Work instruction
Whenever a line in the data below includes the string "shorts", copy it out.

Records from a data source
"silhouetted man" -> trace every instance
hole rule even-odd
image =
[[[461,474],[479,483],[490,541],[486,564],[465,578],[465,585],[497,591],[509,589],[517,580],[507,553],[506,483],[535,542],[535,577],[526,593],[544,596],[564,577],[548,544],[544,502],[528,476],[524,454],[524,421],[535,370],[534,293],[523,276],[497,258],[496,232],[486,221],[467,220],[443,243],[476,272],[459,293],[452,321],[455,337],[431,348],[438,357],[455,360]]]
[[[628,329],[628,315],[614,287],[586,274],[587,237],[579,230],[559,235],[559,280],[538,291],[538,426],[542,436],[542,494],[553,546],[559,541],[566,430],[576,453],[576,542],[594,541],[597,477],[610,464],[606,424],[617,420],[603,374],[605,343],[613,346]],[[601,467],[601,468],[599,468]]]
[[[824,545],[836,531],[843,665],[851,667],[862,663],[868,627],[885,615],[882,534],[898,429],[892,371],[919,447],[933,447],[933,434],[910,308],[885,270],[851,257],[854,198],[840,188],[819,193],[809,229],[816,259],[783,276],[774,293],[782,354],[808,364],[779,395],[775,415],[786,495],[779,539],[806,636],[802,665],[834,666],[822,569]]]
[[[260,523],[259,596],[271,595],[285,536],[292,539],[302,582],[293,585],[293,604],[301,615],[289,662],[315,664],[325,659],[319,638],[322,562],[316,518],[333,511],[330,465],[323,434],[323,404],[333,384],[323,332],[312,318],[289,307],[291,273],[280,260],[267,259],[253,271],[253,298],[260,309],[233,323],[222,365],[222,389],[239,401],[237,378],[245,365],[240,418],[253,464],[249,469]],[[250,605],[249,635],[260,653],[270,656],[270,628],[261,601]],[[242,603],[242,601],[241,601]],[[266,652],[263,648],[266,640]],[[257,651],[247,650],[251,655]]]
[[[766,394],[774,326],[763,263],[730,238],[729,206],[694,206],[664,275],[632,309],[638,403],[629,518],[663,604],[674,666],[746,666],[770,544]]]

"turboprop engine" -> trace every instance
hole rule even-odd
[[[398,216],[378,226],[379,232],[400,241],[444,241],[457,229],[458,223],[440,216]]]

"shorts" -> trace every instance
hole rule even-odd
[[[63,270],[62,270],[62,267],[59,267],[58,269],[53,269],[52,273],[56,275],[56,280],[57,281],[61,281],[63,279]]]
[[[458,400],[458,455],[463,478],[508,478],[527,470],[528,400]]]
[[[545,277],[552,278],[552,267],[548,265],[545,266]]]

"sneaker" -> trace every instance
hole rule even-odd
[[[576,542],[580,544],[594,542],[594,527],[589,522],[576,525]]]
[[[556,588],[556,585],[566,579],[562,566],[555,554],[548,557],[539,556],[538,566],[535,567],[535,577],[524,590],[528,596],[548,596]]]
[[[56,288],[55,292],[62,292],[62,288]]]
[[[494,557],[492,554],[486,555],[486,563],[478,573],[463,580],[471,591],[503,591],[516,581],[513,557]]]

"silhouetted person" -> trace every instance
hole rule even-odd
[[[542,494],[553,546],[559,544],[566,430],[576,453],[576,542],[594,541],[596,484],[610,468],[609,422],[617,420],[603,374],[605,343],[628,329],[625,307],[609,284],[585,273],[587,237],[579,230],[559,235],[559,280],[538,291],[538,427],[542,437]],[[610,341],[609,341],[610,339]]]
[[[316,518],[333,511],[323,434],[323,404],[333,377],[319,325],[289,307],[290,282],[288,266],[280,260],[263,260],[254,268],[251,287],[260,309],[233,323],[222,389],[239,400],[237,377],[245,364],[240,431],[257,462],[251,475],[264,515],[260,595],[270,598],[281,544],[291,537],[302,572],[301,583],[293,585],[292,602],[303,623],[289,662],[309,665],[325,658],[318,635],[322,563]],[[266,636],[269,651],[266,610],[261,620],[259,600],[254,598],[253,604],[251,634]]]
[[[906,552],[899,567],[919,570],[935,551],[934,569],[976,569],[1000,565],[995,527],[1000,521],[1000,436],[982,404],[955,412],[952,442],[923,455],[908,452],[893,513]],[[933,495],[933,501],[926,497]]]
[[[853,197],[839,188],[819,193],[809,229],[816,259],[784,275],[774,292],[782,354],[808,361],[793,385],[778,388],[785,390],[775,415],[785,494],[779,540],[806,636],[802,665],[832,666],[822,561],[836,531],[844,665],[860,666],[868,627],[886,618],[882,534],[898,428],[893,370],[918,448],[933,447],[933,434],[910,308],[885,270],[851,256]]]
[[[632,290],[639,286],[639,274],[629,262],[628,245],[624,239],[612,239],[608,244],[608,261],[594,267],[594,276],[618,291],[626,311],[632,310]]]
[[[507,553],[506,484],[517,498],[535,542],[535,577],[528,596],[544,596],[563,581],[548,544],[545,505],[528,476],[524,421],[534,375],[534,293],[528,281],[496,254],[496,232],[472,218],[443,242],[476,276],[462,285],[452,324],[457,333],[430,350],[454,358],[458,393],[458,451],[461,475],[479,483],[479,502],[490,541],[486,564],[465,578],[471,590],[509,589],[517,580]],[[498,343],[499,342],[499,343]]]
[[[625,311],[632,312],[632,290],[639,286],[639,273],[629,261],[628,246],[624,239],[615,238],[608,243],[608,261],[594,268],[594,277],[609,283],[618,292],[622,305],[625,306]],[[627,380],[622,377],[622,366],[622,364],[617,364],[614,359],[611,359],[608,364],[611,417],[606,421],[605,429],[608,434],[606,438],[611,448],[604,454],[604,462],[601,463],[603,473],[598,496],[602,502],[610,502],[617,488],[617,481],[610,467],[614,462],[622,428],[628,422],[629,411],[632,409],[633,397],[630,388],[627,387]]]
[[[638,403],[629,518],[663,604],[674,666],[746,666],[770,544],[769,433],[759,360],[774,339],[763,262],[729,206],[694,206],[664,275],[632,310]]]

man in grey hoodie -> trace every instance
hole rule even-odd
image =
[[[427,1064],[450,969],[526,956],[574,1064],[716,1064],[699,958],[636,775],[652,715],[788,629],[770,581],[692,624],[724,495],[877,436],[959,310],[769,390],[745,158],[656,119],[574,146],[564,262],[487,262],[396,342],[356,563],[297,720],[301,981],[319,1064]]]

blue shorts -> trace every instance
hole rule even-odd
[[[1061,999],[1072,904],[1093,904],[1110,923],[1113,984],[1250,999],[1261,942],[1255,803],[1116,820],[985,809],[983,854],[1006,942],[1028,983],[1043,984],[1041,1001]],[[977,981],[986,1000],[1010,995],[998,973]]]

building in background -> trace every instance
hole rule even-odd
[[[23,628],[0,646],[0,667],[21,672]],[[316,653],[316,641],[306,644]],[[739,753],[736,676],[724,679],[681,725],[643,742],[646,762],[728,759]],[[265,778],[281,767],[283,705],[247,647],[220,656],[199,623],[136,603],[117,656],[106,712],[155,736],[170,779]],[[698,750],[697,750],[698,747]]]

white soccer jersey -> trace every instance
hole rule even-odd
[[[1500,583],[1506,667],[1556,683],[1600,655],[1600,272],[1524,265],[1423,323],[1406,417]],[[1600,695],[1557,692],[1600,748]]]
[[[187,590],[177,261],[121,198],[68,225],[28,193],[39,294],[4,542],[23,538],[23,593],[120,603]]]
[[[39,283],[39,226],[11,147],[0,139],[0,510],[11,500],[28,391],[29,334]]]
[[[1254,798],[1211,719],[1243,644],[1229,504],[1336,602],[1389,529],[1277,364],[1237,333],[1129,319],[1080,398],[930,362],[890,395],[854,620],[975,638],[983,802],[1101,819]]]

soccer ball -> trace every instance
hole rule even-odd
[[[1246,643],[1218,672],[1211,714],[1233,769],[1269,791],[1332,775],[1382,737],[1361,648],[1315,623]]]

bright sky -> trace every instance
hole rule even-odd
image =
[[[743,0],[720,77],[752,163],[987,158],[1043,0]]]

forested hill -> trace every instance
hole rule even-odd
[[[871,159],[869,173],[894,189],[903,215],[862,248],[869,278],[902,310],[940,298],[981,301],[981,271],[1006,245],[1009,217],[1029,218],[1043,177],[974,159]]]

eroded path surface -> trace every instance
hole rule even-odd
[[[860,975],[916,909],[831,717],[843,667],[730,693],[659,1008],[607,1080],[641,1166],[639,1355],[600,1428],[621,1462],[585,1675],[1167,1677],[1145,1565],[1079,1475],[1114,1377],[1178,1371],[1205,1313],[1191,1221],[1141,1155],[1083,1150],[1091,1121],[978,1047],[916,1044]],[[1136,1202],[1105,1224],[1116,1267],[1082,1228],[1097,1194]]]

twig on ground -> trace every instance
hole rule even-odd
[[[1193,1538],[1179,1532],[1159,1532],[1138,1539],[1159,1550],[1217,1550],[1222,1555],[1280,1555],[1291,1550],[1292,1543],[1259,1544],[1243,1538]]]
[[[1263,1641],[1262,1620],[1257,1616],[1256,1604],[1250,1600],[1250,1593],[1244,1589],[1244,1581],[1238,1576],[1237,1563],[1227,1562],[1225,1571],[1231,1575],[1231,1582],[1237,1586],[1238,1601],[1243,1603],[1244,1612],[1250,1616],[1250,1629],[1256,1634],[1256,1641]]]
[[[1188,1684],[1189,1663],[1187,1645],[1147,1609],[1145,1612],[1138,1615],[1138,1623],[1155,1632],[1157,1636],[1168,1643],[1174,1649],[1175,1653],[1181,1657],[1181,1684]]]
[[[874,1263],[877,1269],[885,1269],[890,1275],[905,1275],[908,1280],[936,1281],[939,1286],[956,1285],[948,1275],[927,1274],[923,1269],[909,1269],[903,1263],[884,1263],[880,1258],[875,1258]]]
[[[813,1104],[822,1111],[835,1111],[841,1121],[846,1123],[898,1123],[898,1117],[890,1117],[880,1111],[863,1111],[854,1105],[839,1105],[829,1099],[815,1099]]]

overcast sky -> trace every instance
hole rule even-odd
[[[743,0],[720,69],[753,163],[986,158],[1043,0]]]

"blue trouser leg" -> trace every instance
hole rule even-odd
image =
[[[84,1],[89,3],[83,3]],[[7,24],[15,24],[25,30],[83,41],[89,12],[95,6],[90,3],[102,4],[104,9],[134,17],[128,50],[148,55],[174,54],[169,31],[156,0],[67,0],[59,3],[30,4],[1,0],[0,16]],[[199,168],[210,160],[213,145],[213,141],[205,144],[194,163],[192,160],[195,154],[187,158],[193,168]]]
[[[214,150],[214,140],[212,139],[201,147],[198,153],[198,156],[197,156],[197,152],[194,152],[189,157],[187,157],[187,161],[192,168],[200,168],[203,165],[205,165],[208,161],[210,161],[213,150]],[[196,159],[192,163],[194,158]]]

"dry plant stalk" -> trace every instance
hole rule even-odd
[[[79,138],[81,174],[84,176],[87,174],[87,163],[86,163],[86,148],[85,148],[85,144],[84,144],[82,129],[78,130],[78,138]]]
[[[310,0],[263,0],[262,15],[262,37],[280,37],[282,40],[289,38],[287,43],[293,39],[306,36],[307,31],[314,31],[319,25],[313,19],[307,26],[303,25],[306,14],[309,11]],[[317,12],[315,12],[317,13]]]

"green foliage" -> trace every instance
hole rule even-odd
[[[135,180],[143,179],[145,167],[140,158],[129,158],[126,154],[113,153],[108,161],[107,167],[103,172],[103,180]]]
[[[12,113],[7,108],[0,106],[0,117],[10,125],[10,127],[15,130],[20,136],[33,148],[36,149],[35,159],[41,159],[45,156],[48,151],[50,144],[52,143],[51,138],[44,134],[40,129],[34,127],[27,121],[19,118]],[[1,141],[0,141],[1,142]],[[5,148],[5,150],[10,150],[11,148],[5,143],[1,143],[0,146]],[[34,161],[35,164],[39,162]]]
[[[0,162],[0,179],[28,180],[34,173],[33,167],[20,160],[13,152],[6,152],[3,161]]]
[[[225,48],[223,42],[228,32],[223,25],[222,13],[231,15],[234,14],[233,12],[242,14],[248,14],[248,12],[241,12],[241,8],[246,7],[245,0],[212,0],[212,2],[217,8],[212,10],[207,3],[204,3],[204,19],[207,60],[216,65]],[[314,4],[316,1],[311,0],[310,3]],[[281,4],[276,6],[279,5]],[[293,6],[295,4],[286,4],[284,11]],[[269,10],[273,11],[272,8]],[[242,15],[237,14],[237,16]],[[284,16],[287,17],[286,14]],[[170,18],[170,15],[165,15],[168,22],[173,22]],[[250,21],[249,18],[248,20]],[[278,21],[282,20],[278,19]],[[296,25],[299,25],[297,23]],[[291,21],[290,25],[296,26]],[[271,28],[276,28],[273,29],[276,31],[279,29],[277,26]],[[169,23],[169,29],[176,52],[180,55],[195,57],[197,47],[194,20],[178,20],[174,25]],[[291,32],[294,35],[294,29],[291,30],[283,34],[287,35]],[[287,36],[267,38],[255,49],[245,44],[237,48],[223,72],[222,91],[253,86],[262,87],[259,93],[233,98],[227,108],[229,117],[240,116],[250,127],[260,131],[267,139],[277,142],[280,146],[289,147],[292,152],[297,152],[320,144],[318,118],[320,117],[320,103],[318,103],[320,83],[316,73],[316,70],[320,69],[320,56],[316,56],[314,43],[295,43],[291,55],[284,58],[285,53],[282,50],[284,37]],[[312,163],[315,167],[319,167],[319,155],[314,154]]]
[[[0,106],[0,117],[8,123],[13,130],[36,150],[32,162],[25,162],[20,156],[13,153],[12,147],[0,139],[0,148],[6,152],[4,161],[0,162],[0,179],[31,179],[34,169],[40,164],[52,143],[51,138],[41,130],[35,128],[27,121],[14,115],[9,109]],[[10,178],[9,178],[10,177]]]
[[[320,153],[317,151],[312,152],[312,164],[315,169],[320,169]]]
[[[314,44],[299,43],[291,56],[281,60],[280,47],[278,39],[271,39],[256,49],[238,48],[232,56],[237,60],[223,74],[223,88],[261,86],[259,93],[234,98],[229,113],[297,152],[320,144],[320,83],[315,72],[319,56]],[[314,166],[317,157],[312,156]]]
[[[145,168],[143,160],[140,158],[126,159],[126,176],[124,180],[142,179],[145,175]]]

Expected output
"shorts" -> trace every instance
blue shorts -> trace every instance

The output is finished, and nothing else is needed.